What is needed: In the text about Tala Thrive, what two kinds of professional does Sonia work with today?

Extract provided:

-------------------------

Early results and meaningful outcomes
Since launching, Tala Thrive has already begun changing experiences for clients seeking support.
One client said, "My online session with a therapist from Tala Thrive was a great experience. Even though it was virtual, it felt really personal and supportive. The therapist made me feel safe and comfortable opening up, and their advice left me feeling more hopeful and confident. Signing up was super easy and the form took less than 10 minutes”.
For another client, finding a therapist who immediately understood their cultural background changed their perception of therapy altogether.
They said, "Thank you! I finally found a therapist where I didn't have to explain my culture and they just got it. It has honestly saved me so much time and money. I can finally say that therapy works for me. This is life-changing."
These experiences reinforce something Sonia has believed from the beginning, the right match matters. Not because people need someone exactly like them, but because understanding creates trust, and trust creates the conditions for meaningful progress.
Expanding support beyond therapy
While therapy remains central to Tala Thrive's offering, Sonia believes wellbeing support should be broader than a single model of care.
Different people need different forms of support at different stages of life.
For some, therapy helps process past experiences. For others, coaching provides practical strategies for navigating future opportunities and challenges. Sonia understands this firsthand.
Today, Sonia works with both a therapist and a coach. Each serves a different purpose.
Therapy has helped her process experiences and gain deeper self-awareness, while coaching has helped her navigate the realities of entrepreneurship and leadership.
Building a startup brings unique pressures such as uncertainty, long hours, responsibility and constant decision-making.
Finding a coach who understood both entrepreneurship and cultural dynamics proved invaluable.
That experience strengthened her belief that personalised support can unlock significant personal and professional growth.

-------------------------

Provided data:

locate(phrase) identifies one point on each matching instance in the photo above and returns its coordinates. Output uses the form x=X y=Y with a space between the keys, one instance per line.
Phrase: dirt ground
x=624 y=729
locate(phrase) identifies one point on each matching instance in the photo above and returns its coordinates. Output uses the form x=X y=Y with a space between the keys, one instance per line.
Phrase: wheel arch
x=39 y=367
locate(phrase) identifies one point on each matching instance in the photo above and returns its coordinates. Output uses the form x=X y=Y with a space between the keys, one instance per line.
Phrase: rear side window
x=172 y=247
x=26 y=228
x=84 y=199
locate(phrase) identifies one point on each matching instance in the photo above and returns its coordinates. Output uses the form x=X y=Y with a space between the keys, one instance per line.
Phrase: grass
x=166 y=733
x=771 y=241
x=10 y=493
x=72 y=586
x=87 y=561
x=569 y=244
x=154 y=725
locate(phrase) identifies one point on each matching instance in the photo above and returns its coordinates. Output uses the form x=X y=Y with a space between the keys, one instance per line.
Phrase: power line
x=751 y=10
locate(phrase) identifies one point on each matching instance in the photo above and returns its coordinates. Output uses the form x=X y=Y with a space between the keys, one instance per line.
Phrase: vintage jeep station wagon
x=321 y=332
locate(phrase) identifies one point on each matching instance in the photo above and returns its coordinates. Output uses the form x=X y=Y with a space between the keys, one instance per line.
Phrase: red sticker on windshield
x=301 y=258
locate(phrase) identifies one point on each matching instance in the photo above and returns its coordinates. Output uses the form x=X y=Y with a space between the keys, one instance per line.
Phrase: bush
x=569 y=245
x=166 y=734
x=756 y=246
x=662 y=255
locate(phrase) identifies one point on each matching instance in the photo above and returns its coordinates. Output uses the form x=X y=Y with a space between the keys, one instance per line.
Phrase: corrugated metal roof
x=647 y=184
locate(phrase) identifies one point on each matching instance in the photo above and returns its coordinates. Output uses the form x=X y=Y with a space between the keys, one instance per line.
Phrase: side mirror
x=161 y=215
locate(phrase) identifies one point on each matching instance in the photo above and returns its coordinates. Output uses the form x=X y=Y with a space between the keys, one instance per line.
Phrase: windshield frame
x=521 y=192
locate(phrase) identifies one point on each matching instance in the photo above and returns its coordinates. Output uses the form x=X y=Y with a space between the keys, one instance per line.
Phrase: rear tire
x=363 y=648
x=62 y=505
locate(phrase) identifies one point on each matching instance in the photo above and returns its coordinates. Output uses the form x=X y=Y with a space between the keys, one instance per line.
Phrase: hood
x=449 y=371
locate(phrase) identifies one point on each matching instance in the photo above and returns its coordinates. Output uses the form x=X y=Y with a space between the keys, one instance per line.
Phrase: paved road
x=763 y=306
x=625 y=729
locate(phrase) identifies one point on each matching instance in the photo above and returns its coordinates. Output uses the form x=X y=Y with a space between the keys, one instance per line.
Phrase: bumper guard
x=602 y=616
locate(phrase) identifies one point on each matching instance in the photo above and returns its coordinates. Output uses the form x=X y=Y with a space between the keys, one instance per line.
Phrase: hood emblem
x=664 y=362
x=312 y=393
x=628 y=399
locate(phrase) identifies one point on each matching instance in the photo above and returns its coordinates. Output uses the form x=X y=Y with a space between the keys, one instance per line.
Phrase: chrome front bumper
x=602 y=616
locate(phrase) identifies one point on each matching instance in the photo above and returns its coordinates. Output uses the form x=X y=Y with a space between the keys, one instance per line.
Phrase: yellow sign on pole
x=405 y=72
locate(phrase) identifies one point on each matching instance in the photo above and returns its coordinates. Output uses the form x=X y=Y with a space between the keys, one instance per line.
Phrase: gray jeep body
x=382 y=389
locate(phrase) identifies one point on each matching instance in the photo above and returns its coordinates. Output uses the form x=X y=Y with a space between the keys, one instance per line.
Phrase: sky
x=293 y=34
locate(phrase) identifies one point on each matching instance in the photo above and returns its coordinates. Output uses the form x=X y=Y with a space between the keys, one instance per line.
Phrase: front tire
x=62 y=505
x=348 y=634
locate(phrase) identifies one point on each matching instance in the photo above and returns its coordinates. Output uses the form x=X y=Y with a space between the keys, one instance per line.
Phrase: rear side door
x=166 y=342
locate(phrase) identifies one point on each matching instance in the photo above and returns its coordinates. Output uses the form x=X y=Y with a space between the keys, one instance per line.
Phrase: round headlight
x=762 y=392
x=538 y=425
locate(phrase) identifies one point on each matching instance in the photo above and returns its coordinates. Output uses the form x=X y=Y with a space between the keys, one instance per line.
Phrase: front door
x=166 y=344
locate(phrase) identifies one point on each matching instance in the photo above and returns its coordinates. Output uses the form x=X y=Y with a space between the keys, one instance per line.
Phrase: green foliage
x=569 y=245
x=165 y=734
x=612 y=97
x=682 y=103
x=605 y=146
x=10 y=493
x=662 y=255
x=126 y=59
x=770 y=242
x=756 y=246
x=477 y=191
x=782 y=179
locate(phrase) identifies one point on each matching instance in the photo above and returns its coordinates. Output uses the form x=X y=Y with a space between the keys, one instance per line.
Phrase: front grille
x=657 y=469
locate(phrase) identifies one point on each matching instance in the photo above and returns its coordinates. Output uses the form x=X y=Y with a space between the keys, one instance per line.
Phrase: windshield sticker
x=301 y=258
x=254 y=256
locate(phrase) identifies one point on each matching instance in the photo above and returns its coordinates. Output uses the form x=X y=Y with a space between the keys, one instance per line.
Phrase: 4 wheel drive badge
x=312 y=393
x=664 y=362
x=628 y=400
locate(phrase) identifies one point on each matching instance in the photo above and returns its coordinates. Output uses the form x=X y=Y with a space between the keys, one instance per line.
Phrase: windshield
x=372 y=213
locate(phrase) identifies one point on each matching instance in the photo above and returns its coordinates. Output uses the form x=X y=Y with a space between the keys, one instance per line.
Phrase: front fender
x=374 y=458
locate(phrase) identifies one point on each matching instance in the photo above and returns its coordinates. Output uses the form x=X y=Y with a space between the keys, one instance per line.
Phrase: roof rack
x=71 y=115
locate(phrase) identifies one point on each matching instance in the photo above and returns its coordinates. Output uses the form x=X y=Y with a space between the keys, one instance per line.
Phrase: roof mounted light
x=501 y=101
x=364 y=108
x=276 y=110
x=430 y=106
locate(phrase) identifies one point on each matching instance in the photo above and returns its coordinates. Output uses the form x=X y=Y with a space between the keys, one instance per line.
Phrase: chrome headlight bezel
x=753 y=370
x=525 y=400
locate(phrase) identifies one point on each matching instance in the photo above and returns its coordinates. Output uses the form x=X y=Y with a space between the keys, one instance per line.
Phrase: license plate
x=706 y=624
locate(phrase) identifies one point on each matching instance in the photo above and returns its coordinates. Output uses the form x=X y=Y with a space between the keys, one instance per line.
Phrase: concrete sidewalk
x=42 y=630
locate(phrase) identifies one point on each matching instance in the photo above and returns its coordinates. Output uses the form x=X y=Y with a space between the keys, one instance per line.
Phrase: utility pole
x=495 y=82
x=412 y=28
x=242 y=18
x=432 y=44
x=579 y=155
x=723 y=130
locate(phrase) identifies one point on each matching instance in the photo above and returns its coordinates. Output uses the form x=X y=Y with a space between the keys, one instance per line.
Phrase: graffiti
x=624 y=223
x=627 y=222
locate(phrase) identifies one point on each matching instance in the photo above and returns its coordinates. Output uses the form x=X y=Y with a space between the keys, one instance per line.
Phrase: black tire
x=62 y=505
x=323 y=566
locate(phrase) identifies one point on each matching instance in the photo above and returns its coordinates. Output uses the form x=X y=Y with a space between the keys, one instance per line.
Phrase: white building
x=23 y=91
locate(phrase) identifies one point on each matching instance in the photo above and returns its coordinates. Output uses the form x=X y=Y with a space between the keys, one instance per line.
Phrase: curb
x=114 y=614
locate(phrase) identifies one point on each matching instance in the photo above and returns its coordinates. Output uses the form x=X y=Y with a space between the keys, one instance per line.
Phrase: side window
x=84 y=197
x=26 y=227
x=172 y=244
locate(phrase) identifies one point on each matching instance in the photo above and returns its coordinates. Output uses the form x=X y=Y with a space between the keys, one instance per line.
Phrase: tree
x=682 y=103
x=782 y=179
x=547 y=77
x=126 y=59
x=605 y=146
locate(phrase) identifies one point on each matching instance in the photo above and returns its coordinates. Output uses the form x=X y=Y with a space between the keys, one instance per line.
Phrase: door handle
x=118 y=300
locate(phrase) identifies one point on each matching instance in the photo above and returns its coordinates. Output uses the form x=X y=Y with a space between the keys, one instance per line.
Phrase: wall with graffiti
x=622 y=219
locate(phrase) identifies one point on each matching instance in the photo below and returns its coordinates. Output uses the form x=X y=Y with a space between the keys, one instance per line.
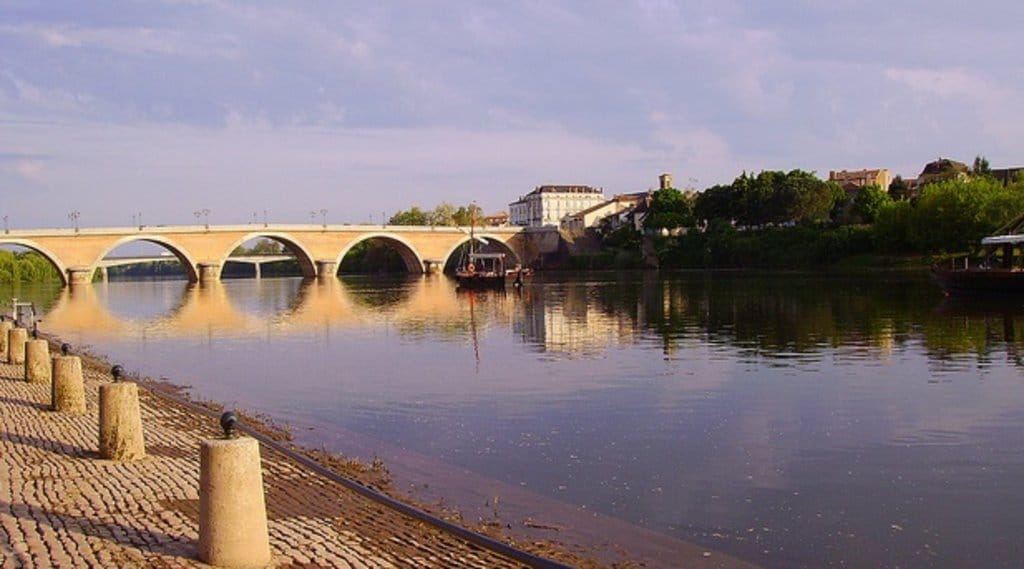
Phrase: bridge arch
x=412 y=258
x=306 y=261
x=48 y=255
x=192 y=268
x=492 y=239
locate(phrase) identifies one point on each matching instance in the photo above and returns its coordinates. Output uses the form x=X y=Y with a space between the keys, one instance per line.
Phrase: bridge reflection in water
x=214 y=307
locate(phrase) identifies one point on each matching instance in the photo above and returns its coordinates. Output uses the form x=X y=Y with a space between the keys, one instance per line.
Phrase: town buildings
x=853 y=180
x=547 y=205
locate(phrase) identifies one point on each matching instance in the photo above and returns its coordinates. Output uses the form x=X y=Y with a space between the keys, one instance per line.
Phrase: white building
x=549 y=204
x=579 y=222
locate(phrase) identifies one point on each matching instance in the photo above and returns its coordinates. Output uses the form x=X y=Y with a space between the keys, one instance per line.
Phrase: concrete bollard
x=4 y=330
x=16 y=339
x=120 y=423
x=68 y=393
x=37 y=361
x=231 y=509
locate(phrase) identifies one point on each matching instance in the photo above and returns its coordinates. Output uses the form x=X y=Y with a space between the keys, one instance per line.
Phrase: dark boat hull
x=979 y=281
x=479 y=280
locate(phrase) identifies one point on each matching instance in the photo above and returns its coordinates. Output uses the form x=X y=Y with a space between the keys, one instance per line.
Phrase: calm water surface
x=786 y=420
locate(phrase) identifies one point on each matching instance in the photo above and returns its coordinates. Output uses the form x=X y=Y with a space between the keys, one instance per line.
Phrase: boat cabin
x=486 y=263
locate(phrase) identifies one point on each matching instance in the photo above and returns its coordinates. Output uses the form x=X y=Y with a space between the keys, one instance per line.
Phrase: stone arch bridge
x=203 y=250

-------------------------

Answer below: A therapist and a coach.